What is needed:
From the line that includes "shaped like [397,180]." to the closing line of the data, please transcribe every line exactly and add nothing.

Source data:
□ □ □ □

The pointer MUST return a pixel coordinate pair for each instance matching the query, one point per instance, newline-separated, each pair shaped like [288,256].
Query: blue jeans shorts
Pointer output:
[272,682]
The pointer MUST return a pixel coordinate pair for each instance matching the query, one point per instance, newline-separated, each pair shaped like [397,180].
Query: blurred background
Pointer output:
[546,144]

□ □ □ □

Completed task:
The pointer MUST return a pixel coordinate pair for each instance matching the query, one point per instance, newline-separated, each pair shaped like [397,180].
Query: blurred background
Pointer output:
[546,144]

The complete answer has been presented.